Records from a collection
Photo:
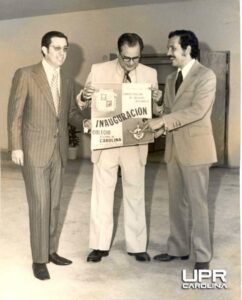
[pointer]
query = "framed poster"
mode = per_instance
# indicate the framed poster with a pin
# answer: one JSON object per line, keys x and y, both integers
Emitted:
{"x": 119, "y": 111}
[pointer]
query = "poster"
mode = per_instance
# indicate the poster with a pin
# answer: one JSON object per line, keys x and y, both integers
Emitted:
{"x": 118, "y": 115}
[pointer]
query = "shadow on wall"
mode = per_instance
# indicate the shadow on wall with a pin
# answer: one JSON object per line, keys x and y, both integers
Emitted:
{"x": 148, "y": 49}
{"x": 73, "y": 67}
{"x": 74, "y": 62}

--

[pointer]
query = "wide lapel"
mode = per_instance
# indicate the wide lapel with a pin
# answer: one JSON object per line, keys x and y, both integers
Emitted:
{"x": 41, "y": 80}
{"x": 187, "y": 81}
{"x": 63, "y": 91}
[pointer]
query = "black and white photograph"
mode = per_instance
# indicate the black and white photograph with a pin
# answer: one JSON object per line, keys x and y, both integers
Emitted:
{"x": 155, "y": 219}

--

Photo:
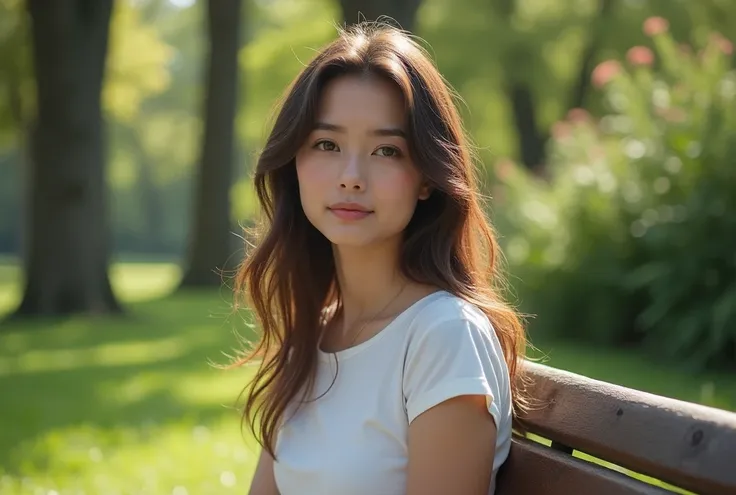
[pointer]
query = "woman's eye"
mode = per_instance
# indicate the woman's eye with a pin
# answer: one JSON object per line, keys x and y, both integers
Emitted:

• [Try it]: Tell how many lines in the data contain the word "wall", answering with that number and no other text.

• [Result below]: 2